» **INSTRUCTIONS TO FOLLOW**: Please write out the data that follows, word for word.

» **RECORDS SHOWN**:
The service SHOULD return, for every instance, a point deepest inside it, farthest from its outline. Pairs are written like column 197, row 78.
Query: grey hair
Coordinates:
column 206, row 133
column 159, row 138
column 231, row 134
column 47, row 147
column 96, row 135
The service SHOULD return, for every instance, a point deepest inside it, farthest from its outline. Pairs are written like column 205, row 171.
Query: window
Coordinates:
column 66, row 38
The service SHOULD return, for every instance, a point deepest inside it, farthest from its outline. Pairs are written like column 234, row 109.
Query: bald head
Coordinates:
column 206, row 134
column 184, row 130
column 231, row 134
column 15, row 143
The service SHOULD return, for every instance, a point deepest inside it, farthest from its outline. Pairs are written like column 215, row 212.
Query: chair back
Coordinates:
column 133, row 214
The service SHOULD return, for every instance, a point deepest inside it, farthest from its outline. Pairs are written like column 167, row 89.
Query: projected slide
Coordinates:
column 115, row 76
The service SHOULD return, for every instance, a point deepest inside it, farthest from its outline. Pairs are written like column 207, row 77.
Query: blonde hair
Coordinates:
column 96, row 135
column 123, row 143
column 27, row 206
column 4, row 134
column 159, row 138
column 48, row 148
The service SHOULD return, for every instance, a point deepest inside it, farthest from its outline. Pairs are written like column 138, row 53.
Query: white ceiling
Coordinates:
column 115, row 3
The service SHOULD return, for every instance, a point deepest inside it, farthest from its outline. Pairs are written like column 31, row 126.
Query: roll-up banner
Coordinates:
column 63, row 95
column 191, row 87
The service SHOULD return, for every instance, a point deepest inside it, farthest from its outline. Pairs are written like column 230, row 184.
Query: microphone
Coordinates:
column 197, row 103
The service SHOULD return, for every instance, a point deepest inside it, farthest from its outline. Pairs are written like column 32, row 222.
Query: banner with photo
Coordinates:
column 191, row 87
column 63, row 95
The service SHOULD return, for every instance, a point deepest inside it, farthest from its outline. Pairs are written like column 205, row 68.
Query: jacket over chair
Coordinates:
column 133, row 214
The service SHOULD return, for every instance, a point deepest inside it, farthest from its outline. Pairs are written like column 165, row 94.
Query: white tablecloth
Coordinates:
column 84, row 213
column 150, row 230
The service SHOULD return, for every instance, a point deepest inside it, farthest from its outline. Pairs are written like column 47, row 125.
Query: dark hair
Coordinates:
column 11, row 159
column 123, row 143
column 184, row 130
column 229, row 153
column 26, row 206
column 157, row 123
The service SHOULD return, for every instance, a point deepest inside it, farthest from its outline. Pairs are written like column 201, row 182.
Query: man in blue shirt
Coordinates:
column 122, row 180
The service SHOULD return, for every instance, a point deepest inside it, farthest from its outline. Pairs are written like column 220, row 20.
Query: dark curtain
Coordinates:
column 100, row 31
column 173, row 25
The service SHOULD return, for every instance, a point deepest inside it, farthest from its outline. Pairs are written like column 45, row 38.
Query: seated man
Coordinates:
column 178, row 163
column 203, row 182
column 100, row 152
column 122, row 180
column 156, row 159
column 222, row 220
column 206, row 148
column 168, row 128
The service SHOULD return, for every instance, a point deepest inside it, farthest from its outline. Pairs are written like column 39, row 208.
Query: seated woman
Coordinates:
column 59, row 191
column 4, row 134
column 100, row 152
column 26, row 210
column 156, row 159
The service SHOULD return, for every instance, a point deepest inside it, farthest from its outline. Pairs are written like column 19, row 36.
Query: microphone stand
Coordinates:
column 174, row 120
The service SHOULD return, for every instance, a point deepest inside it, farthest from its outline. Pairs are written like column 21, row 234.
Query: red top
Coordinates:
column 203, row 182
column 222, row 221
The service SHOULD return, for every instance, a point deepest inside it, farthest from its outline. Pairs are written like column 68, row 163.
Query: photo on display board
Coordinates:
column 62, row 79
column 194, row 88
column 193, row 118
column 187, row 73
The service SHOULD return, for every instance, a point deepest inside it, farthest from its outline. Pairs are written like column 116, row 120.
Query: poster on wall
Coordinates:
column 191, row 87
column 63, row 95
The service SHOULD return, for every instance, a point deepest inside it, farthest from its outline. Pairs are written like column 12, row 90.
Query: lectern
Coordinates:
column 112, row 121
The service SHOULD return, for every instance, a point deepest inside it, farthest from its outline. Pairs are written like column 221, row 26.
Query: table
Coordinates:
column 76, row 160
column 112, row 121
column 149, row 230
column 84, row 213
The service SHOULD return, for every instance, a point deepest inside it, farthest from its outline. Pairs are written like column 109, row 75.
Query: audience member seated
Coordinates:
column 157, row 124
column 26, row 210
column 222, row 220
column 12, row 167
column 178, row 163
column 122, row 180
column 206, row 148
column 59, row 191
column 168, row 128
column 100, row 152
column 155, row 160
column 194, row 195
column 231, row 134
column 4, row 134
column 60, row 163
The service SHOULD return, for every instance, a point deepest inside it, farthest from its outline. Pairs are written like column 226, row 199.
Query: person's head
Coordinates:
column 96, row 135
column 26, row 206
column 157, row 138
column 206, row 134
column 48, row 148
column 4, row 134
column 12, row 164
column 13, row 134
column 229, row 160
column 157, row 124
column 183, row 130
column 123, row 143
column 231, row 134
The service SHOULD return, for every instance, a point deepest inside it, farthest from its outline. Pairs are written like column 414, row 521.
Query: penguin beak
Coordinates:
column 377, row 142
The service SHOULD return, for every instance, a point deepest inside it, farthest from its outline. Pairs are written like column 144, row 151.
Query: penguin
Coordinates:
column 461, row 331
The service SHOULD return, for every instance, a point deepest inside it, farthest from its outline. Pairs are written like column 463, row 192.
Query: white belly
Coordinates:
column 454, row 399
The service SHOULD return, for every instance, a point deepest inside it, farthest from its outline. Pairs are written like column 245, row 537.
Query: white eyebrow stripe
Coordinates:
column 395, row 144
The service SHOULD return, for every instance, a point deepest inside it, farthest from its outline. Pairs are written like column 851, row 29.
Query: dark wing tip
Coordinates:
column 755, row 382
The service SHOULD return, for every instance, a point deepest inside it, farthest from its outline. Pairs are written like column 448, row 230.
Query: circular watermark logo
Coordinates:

» **RESPONSE**:
The service SHOULD return, for every instance, a point deepest inside it, farthest from its outline. Pairs are written like column 197, row 78.
Query: grey hair
Coordinates:
column 206, row 133
column 159, row 138
column 231, row 134
column 47, row 147
column 96, row 135
The service SHOULD return, for every instance, a point deepest inside it, farthest from its outline. Pairs are written like column 205, row 171.
Query: window
Coordinates:
column 66, row 38
The service SHOULD return, for every instance, a point deepest inside it, farthest from its outline. Pairs are written like column 234, row 109.
Query: bald head
Coordinates:
column 206, row 134
column 184, row 130
column 231, row 134
column 15, row 143
The service SHOULD return, for every instance, a point deepest inside it, farthest from its outline. Pairs are written like column 215, row 212.
Query: chair back
Coordinates:
column 133, row 214
The service SHOULD return, for every instance, a point deepest inside it, farthest from its outline. Pairs are written like column 167, row 89.
Query: projected slide
Coordinates:
column 115, row 76
The service SHOULD return, for every instance, a point deepest inside it, farthest from its outline. Pairs are written like column 207, row 77.
Query: blonde hair
Coordinates:
column 96, row 135
column 123, row 143
column 27, row 206
column 4, row 134
column 159, row 138
column 48, row 148
The service SHOULD return, for every instance, a point deepest inside it, farthest from its outline. Pairs are written like column 138, row 53.
Query: white ceiling
Coordinates:
column 115, row 3
The service SHOULD return, for every instance, a point deepest inside it, farthest from its outline. Pairs are written like column 31, row 126.
Query: roll-up banner
Coordinates:
column 63, row 95
column 191, row 87
The service SHOULD return, for every instance, a point deepest inside it, farthest from its outline. Pairs are written like column 230, row 184.
Query: microphone
Coordinates:
column 197, row 103
The service SHOULD return, for every instance, a point deepest inside it, farthest from its outline. Pairs are written like column 32, row 222.
Query: banner with photo
Coordinates:
column 191, row 87
column 63, row 95
The service SHOULD return, for every instance, a point deepest inside it, farthest from its outline. Pairs are written like column 205, row 68.
Query: jacket over chair
Coordinates:
column 133, row 214
The service SHOULD return, for every instance, a point deepest inside it, farthest from its outline. Pairs are written like column 165, row 94.
Query: white tablecloth
Coordinates:
column 84, row 213
column 150, row 230
The service SHOULD return, for every instance, a point deepest inside it, farthest from its outline. Pairs are written like column 47, row 125.
Query: dark hair
Coordinates:
column 11, row 159
column 123, row 143
column 184, row 130
column 229, row 153
column 26, row 206
column 157, row 123
The service SHOULD return, for every instance, a point deepest inside it, farthest from its outline. Pairs are written like column 201, row 182.
Query: man in blue shirt
Coordinates:
column 122, row 180
The service SHOULD return, for every instance, a point deepest inside it, farthest from its outline. Pairs are written like column 220, row 20.
Query: dark curtain
Coordinates:
column 100, row 31
column 173, row 25
The service SHOULD return, for every instance, a point deepest inside it, farthest from its outline. Pairs are written like column 45, row 38.
Query: seated man
Coordinates:
column 178, row 163
column 203, row 182
column 100, row 152
column 122, row 180
column 156, row 159
column 222, row 220
column 206, row 148
column 168, row 128
The service SHOULD return, for every instance, a point deepest inside it, farthest from its outline. Pairs are written like column 39, row 208.
Query: seated woman
Coordinates:
column 59, row 191
column 4, row 134
column 100, row 152
column 26, row 210
column 156, row 159
The service SHOULD return, for every instance, a point deepest inside it, farthest from its outline. Pairs are written like column 19, row 36.
Query: microphone stand
Coordinates:
column 174, row 120
The service SHOULD return, for every instance, a point deepest inside it, farthest from its outline. Pairs are written like column 21, row 234.
Query: red top
Coordinates:
column 203, row 182
column 222, row 221
The service SHOULD return, for every instance, a point deepest inside it, farthest from its outline. Pairs are written like column 68, row 163.
Query: photo on display board
Coordinates:
column 62, row 79
column 194, row 88
column 193, row 118
column 187, row 73
The service SHOULD return, for every instance, a point deepest inside it, farthest from its outline. Pairs are written like column 116, row 120.
Query: poster on wall
Coordinates:
column 191, row 87
column 63, row 95
The service SHOULD return, for every instance, a point deepest inside it, farthest from its outline. Pairs are written like column 12, row 90.
Query: lectern
Coordinates:
column 112, row 121
The service SHOULD return, for every instance, a point deepest inside it, farthest from its outline. Pairs are written like column 221, row 26.
Query: table
Coordinates:
column 76, row 160
column 112, row 121
column 149, row 230
column 84, row 213
The service SHOULD return, for every instance, a point deepest inside it, farthest from its outline. Pairs are written like column 109, row 75.
Query: audience member seated
Coordinates:
column 157, row 124
column 26, row 210
column 222, row 220
column 12, row 167
column 178, row 163
column 122, row 180
column 206, row 148
column 59, row 191
column 168, row 128
column 100, row 152
column 155, row 160
column 194, row 195
column 231, row 134
column 4, row 134
column 60, row 163
The service SHOULD return, for every instance, a point deepest inside it, farthest from its outline. Pairs are written like column 226, row 199.
Query: person's head
Coordinates:
column 96, row 135
column 26, row 206
column 157, row 138
column 206, row 134
column 48, row 148
column 4, row 134
column 12, row 164
column 13, row 134
column 229, row 160
column 157, row 124
column 183, row 130
column 123, row 143
column 231, row 134
The service SHOULD return, for every instance, a point deepest inside it, farthest from its outline. Pairs are written like column 414, row 521.
Query: penguin beak
Coordinates:
column 377, row 142
The service SHOULD return, for every instance, a point deepest inside it, farthest from its outline. Pairs are written like column 144, row 151.
Query: penguin
Coordinates:
column 461, row 331
The service SHOULD return, for every instance, a point deepest inside it, farthest from its outline. Pairs are written like column 463, row 192.
Query: white belly
Coordinates:
column 454, row 399
The service SHOULD return, for every instance, a point deepest inside it, farthest from its outline. Pairs are written like column 245, row 537.
Query: white eyebrow stripe
Coordinates:
column 395, row 144
The service SHOULD return, for every instance, a point deepest inside it, farthest from its outline. Pairs are written like column 851, row 29.
Query: dark wing tip
Coordinates:
column 755, row 382
The service SHOULD return, for every instance, a point deepest inside it, farthest from its outline. Pairs are written like column 448, row 230.
Query: circular watermark logo
Coordinates:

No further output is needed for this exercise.